• [Yang Ditanyakan]:
1. Tentukan apakah tiap pernyataan berikut sesuai dengan kutipan. Jawab ya atau tidak, lalu sertakan kata-kata penentu dari kutipan persis seperti tertulis.
(a) Pemilihan Presiden diadakan pada 9 Juli.
(b) Mahfud MD adalah Ketua Umum Partai Nasdem.
(c) Surya Paloh termasuk pendukung pasangan Joko Widodo-Jusuf Kalla.
2. Jawablah pertanyaan berikut berdasarkan kutipan.
(a) Sejak kapan peningkatan kampanye hitam mulai terlihat?
(b) Mahfud MD adalah mantan ketua lembaga apa?
(c) Menurut Surya Paloh, kampanye hitam berpotensi menimbulkan apa?
3. Tuliskan ulang bagian kutipan ini dengan tepat, mulai dari kata-kata yang memuat "Menjelang Pemilihan Presiden" dan berhenti setelah "Pemilihan Umum (KPU)".

• [Kutipan]:
::::

Oleh Hamidulloh Ibda
Tenaga Ahli KPU Jawa Tengah, Peneliti Politik pada Program Pascasarjana Universitas Negeri Semarang
Munculnya kampanye hitam (black campaign) dalam dunia politik
menunjukkan “kegagalan demokrasi”. Tampaknya para politisi belum memahami
hakikat kampanye. Orang belum bisa membedakan mana kampanye dan mana menfitnah
dan menjatuhkan. Padahal hakikat kampanye itu salah satunya menguatkan bukan
meruntuhkan.
Menjelang Pemilihan Presiden 9 Juli mendatang kampanye hitam semakin
menjamur. Diperkirakan, kampanye hitam terutama di jejaring media sosial dan boadcast
SMS semakin marak menjelang Pilpres 2014 nanti. Peningkatan kampanye hitam
mulai terlihat sejak Joko Widodo-Jusuf Kalla dan Prabowo Subianto-Hatta Rajasa
mendeklarasikan pencalonan dan mendaftarkan ke Komisi Pemilihan Umum (KPU)
sebagai capres-cawapres.
Kampanye hitam yang menyerang capres Joko Widodo dan Prabowo Subianto
dinilai makin keterlaluan. Kedua kubu pun lama kelamaan merasa jengah. Mereka
minta semua pihak segera menghentikan black campaign tersebut.
Permintaan tersebut disampaikan Ketua Tim Kampanye Nasional Prabowo-Hatta,
Mahfud MD, dan Ketua Umum Partai Nasdem Surya Paloh.
Mahfud juga mengimbau agar kemenangan sejati dan perjuangan gigih serta
kejujuran dalam demokrasi tidak boleh menggunakan kampanye hitam dengan
membunuh karakter orang, menjatuhkan lawan dengan isu SARA. Mahfud
menyarankan agar kampanye dilakukan dengan santun dan jujur, berakhlak dan dengan
etika tanpa merusak masyarakat. Mantan ketua Mahkamah Konstitusi itu juga
mengingatkan semua kader partai koalisi dan tim pemenangan lebih berhati-hati
dan waspada dengan serangan dari parpol lain.
Hal senada dikatakan Ketua Umum Partai Nasdem Surya Paloh, salah satu
pendukung capres-cawapres Joko Widodo-Jusuf Kalla. Ia meminta tim sukses menghentikan
kampanye hitam. Pasalnya, hal itu berpotensi menimbulkan konflik pada Pilpres
9 Juli. Dia juga meminta semua elite politik memberi keteladanan tentang
keberadaan mereka dalam semangat persatuan dan kesatuan.

::::

• [Informasi Tersedia]:
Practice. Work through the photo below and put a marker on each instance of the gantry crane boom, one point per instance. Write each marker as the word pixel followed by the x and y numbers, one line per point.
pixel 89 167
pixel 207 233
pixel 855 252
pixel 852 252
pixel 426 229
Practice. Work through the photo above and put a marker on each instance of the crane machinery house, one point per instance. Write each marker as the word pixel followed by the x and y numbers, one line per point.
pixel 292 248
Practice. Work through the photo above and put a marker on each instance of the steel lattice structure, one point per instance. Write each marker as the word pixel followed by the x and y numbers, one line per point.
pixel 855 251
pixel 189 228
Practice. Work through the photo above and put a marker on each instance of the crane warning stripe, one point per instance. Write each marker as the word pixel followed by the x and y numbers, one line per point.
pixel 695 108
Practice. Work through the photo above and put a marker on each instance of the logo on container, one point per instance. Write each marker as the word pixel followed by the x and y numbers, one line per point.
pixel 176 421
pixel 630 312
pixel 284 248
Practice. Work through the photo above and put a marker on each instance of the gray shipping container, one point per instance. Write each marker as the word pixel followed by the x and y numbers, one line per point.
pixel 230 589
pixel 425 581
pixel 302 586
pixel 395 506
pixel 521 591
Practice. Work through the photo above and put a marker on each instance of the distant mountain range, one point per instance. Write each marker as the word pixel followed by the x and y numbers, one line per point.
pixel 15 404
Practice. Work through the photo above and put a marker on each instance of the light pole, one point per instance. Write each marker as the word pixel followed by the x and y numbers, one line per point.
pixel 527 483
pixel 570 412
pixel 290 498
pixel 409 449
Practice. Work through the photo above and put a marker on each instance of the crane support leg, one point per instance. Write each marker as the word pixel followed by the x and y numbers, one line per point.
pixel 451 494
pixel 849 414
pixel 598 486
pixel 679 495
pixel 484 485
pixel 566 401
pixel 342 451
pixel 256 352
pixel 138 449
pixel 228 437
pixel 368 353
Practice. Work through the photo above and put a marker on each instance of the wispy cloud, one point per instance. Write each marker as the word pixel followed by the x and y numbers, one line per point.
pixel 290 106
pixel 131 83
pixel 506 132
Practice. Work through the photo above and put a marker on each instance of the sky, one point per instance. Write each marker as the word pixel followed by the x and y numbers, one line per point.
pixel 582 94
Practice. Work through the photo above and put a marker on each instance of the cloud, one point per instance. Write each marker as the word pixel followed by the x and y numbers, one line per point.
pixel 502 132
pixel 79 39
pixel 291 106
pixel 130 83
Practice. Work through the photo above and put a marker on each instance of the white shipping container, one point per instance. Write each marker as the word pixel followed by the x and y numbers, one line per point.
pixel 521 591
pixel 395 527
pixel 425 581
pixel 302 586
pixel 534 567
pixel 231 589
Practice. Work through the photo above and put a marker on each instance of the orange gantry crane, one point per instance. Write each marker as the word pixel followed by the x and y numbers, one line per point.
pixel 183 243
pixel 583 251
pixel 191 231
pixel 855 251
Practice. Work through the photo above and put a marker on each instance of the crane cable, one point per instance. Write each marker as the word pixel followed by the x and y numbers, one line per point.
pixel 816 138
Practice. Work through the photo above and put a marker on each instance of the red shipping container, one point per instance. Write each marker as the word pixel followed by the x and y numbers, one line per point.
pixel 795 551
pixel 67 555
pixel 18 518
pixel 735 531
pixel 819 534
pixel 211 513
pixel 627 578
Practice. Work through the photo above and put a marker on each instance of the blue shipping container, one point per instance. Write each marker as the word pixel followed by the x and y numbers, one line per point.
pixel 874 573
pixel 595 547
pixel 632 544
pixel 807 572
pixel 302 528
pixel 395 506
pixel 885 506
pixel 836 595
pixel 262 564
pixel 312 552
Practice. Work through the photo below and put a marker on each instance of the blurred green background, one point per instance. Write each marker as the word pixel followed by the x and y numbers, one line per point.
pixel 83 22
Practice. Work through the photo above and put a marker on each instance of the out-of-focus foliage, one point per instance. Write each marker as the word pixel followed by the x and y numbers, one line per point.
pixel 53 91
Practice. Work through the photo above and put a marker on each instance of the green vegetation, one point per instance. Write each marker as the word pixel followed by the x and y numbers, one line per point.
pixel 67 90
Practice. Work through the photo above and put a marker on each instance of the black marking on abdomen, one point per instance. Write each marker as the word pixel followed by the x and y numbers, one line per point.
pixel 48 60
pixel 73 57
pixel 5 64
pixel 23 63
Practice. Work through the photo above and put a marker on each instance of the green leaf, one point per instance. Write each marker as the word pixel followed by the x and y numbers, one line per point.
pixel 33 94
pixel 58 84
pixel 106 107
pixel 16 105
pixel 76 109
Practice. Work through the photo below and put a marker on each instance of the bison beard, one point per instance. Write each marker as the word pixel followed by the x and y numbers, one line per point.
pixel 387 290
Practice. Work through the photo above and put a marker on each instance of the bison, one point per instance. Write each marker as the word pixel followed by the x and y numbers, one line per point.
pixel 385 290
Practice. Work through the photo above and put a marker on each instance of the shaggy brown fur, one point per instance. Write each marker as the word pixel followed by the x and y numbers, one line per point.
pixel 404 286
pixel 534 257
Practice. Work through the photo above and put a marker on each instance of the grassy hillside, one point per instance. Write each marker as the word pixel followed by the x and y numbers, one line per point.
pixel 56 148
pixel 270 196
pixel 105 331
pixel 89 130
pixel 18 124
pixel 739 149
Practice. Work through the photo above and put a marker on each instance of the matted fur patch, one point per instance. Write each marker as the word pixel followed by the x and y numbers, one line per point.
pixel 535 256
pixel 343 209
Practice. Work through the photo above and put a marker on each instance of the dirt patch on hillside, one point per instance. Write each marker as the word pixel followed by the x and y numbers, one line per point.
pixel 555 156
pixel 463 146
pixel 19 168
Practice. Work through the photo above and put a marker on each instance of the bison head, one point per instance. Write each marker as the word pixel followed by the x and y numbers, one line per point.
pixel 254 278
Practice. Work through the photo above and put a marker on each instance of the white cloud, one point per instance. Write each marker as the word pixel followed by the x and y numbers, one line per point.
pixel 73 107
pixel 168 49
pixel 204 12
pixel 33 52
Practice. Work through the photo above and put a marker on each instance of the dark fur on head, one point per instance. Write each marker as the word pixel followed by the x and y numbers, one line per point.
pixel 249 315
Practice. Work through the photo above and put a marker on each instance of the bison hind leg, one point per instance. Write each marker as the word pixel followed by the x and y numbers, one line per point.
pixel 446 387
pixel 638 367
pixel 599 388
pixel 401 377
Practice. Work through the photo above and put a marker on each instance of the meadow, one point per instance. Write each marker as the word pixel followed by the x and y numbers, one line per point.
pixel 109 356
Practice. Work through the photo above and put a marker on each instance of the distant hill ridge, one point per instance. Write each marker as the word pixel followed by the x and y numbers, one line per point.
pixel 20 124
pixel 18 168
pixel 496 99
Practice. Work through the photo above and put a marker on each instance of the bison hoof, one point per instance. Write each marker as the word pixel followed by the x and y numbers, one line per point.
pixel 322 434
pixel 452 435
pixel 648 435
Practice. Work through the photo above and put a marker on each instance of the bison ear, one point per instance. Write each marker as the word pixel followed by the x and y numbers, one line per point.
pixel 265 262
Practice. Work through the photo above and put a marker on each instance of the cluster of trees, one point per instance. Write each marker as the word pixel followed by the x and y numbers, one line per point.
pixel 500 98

::::

• [Jawaban Tugas]:
1.
(a) Ya: "Menjelang Pemilihan Presiden 9 Juli mendatang"
(b) Tidak: "Ketua Tim Kampanye Nasional Prabowo-Hatta, Mahfud MD"
(c) Ya: "salah satu pendukung capres-cawapres Joko Widodo-Jusuf Kalla"

2.
(a) Sejak Joko Widodo-Jusuf Kalla dan Prabowo Subianto-Hatta Rajasa mendeklarasikan pencalonan dan mendaftarkan ke Komisi Pemilihan Umum (KPU) sebagai capres-cawapres.
(b) Mahkamah Konstitusi.
(c) Konflik pada Pilpres 9 Juli.

3.
Menjelang Pemilihan Presiden 9 Juli mendatang kampanye hitam semakin
menjamur. Diperkirakan, kampanye hitam terutama di jejaring media sosial dan boadcast
SMS semakin marak menjelang Pilpres 2014 nanti. Peningkatan kampanye hitam
mulai terlihat sejak Joko Widodo-Jusuf Kalla dan Prabowo Subianto-Hatta Rajasa
mendeklarasikan pencalonan dan mendaftarkan ke Komisi Pemilihan Umum (KPU)